## EXERCISE INSTRUCTIONS
In the entries below, the lines from the one with "Return one point per instance of the large" through the one with "pixel 1075 83" are to be copied exactly; both ends count.

----- EXTRACTED DATA

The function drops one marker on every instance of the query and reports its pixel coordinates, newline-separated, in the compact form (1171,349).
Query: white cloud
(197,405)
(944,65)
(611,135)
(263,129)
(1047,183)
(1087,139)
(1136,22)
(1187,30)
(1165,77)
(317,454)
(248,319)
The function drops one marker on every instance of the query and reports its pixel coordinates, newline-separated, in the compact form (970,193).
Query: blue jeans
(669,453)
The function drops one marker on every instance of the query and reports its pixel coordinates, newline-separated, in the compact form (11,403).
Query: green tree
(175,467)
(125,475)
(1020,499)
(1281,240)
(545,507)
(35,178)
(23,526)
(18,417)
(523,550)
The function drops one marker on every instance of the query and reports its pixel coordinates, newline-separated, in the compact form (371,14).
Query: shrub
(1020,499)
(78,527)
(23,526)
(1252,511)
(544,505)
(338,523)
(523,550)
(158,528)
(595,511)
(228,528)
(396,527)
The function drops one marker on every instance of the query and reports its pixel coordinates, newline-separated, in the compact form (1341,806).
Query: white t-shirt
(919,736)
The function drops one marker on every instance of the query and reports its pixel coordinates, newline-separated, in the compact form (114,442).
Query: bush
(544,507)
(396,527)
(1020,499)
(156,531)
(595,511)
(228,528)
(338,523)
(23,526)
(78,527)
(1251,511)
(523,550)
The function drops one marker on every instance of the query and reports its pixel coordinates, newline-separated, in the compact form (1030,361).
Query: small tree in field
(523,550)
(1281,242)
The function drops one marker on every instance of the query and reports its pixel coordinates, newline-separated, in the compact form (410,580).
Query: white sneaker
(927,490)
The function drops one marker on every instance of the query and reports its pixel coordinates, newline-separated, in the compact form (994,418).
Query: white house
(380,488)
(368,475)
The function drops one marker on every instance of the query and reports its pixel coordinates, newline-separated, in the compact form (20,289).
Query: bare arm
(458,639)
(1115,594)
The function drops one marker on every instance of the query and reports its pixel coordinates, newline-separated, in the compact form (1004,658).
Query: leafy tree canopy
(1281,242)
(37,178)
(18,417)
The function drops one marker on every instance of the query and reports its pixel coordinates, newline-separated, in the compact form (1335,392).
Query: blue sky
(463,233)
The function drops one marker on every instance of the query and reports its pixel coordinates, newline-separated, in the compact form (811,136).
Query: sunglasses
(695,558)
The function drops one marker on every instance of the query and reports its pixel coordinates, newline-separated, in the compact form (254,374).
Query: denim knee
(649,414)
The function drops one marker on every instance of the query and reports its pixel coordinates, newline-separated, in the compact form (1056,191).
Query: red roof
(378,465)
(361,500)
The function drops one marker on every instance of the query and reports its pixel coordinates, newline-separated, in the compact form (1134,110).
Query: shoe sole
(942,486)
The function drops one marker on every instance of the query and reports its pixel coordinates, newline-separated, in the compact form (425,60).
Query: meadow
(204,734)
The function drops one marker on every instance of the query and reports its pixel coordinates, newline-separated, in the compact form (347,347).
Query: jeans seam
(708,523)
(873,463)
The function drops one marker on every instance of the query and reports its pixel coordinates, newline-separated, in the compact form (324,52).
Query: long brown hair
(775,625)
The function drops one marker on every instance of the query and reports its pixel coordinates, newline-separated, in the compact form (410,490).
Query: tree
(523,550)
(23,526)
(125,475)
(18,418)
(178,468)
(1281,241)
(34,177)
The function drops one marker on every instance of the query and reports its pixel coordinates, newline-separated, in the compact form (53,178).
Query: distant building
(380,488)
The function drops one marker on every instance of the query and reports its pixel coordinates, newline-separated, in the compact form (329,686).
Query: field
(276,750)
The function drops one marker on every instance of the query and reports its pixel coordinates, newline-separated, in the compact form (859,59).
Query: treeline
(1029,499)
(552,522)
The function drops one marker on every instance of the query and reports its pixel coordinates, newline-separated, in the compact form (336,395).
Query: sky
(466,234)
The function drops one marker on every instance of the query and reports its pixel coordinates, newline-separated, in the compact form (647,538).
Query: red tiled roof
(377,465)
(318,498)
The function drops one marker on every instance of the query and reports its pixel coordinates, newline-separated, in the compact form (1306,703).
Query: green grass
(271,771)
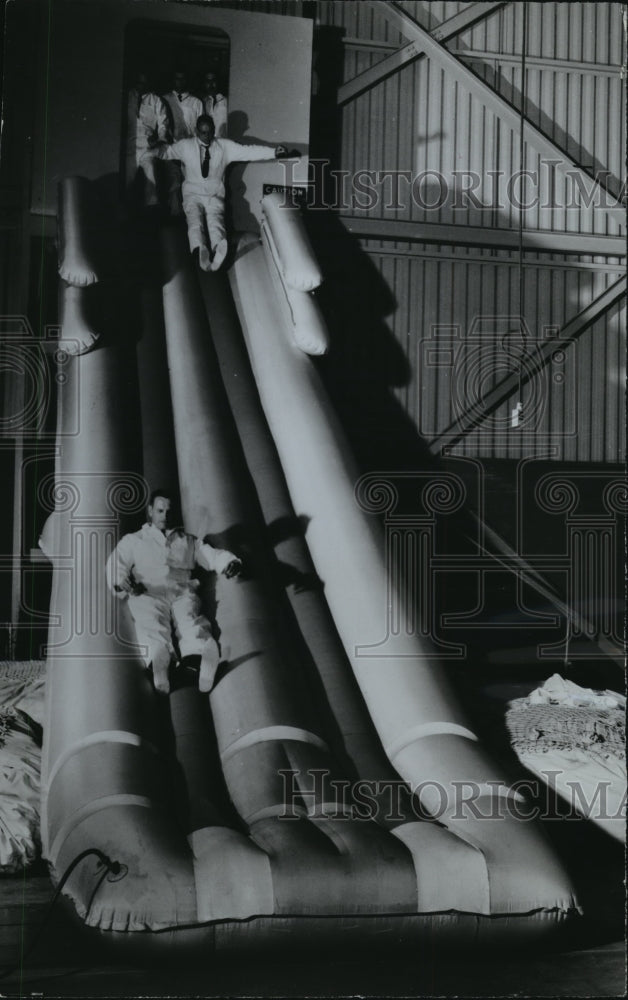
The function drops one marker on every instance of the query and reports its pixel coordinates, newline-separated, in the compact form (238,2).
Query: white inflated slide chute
(246,875)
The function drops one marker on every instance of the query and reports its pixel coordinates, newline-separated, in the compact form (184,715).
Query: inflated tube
(425,733)
(77,335)
(76,262)
(306,321)
(297,262)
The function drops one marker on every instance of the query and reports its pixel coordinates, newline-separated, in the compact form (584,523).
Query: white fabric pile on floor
(574,739)
(21,712)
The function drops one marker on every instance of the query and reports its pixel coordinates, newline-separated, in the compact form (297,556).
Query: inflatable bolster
(75,264)
(77,335)
(296,261)
(308,326)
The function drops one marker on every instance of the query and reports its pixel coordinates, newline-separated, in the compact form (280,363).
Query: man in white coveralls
(147,123)
(152,569)
(205,159)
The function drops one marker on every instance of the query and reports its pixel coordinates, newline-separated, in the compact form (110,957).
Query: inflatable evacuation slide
(264,851)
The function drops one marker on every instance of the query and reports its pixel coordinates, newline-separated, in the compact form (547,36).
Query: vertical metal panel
(418,120)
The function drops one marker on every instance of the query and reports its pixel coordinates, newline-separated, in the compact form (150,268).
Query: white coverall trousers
(156,613)
(201,210)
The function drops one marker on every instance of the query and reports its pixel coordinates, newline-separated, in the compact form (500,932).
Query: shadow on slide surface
(291,822)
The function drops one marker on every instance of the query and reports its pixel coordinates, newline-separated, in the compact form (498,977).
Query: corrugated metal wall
(419,120)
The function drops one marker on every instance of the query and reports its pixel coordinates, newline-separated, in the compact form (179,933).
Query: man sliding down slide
(205,159)
(152,567)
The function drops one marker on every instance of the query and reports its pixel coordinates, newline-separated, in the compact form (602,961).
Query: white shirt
(145,557)
(222,152)
(216,107)
(184,113)
(147,116)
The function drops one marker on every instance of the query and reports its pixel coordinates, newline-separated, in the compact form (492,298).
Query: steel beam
(507,112)
(448,29)
(468,422)
(539,240)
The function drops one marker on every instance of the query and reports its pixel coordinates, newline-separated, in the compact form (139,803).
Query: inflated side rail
(76,261)
(424,732)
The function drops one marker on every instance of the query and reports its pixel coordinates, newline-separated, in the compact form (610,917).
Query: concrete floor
(596,972)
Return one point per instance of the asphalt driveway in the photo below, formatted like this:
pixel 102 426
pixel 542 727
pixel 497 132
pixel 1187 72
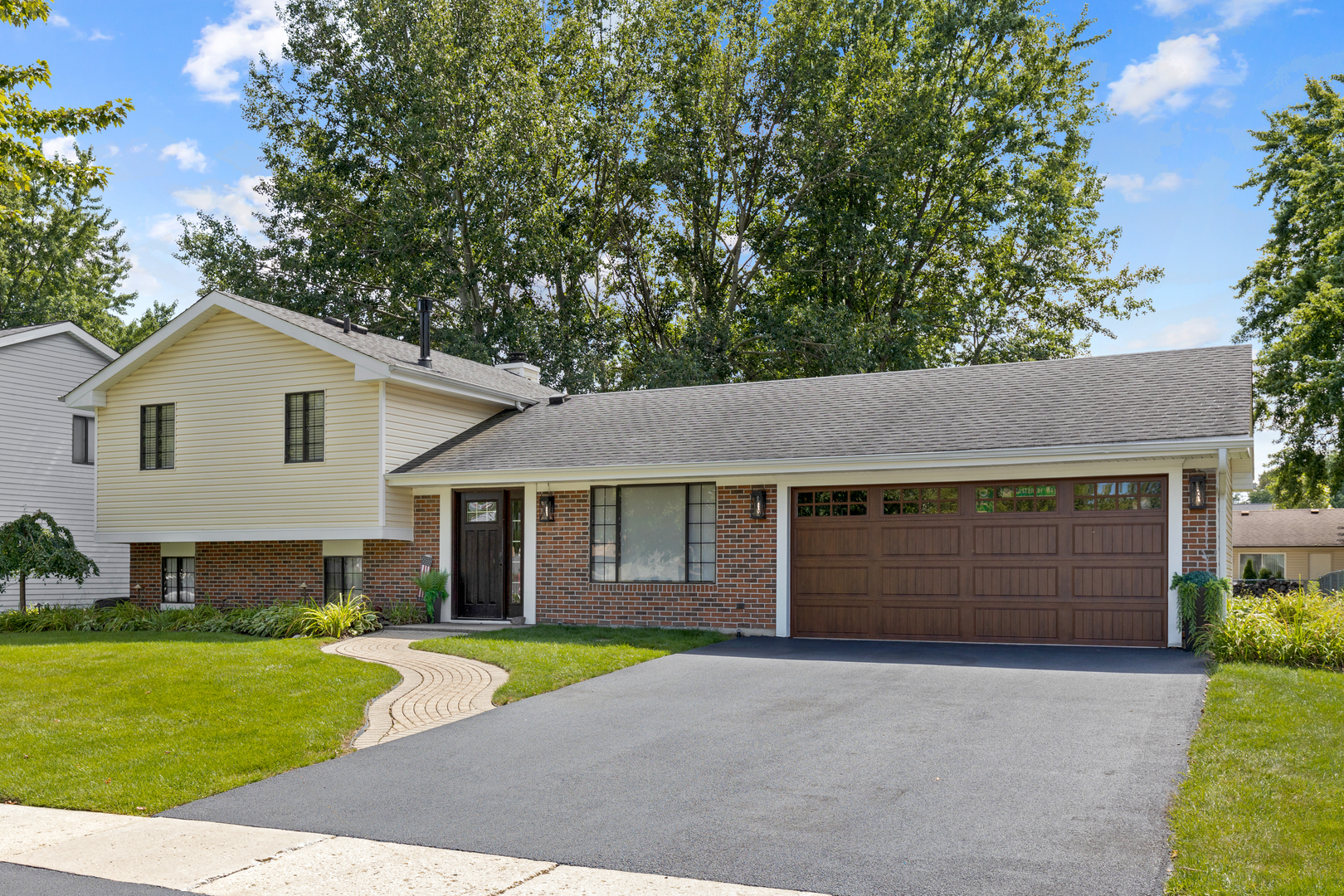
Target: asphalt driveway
pixel 832 766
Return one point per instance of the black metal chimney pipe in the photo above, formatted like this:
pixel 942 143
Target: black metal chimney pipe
pixel 424 310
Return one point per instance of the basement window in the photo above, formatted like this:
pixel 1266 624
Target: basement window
pixel 179 577
pixel 654 533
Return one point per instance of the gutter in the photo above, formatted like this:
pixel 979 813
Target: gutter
pixel 1226 446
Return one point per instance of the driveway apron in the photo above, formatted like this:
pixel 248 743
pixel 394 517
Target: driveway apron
pixel 830 766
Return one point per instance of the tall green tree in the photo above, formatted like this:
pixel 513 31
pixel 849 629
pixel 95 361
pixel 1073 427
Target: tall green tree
pixel 63 257
pixel 1294 293
pixel 37 547
pixel 652 192
pixel 22 125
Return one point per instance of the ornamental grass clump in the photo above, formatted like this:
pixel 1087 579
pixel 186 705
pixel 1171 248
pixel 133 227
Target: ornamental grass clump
pixel 347 614
pixel 1296 629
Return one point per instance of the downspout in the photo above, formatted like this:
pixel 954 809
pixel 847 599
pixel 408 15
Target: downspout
pixel 1224 507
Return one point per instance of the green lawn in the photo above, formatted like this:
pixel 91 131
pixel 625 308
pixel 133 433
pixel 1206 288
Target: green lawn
pixel 1262 809
pixel 548 657
pixel 139 722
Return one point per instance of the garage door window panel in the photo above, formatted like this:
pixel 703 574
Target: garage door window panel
pixel 1016 499
pixel 838 503
pixel 919 500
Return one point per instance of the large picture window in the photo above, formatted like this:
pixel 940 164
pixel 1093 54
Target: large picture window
pixel 305 427
pixel 654 533
pixel 158 436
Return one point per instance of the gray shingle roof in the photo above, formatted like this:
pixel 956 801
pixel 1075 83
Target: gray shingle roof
pixel 1086 401
pixel 392 351
pixel 1288 528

----------

## FINISHED EXERCISE
Return one point per instance of the large picture window in the photo above, formatted like this:
pixel 940 164
pixel 1093 54
Target: large picture window
pixel 305 427
pixel 654 533
pixel 158 436
Return one point per instance of the gray shingle roof in the photo above, formatted like this:
pixel 956 801
pixel 1075 83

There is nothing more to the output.